-- Material provided start --

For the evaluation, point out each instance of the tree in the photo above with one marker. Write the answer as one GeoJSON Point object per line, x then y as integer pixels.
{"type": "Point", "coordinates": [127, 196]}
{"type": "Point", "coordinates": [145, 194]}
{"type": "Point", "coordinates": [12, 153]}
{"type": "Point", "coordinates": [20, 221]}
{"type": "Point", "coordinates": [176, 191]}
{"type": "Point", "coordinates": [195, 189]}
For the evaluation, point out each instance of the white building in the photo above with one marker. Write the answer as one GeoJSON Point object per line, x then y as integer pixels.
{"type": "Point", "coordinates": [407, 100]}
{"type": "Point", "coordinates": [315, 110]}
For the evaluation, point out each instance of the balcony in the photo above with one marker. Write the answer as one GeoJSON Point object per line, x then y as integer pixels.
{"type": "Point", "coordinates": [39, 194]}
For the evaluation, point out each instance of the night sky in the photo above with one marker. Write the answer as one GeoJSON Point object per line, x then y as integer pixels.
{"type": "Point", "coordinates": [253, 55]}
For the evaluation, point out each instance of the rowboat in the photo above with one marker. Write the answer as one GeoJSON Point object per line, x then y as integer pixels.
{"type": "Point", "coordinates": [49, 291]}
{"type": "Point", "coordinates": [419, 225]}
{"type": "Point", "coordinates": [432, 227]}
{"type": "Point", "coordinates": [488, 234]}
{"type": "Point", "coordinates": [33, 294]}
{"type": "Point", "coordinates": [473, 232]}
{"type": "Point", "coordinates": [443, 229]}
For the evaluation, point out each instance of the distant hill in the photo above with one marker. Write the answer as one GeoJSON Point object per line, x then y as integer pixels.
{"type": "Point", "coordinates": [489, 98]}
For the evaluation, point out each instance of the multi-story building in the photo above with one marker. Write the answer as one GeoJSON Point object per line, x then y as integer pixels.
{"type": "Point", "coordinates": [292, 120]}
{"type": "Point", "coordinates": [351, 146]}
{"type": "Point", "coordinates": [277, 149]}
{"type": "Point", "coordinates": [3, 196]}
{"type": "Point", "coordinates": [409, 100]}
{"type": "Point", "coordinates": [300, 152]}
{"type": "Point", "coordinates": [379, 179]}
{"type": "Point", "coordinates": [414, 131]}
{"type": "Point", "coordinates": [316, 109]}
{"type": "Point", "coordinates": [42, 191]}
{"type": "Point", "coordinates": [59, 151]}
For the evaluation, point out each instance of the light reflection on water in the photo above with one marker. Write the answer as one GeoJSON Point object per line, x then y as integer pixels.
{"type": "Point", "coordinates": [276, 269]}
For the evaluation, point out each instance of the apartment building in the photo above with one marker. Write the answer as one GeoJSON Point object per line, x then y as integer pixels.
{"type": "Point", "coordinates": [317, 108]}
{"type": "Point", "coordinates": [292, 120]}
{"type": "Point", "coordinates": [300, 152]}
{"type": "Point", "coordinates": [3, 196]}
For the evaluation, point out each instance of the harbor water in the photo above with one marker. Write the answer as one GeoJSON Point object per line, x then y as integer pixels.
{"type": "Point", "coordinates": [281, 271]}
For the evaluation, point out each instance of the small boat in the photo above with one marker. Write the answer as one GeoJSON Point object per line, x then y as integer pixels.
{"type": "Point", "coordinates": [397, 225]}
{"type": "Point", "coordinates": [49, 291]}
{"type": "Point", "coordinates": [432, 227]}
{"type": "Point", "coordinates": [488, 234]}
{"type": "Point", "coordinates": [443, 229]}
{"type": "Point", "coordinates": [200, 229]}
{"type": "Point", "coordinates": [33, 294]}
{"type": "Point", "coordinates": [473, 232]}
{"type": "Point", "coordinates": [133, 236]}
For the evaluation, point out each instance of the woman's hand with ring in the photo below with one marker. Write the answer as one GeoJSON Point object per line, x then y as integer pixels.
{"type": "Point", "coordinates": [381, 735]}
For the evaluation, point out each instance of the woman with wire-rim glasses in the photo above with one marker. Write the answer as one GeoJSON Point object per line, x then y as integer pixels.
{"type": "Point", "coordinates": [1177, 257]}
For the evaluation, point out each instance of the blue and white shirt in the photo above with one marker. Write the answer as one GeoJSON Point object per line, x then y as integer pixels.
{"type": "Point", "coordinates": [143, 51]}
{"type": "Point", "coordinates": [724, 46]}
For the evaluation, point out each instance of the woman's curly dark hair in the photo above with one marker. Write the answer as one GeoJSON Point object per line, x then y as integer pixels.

-- Material provided end --

#### [Exercise brief]
Swap "wire-rim glasses" for "tortoiseshell glasses" in the items, starting with the line containing "For the evaluation, point out each instance of the woman with" and going on through the end of the items. Output those lines again with everything else unchanged.

#### [Worked answer]
For the evaluation, point out each instance of the woman with tortoiseshell glasses in the photo above with one marker. Write the answer as one GeoJSON Point object per line, x then y as integer pixels.
{"type": "Point", "coordinates": [1177, 257]}
For the evaluation, point out each instance of the blue and white shirt in the photo above with one marker. Write the answer as one GeoJSON Point object per line, x then y as integer pixels.
{"type": "Point", "coordinates": [143, 51]}
{"type": "Point", "coordinates": [724, 46]}
For the evaluation, point out each instance of the woman's curly dark hair in the photo above with one marker. Write the answer as one GeoJSON Point object per line, x then y as integer pixels.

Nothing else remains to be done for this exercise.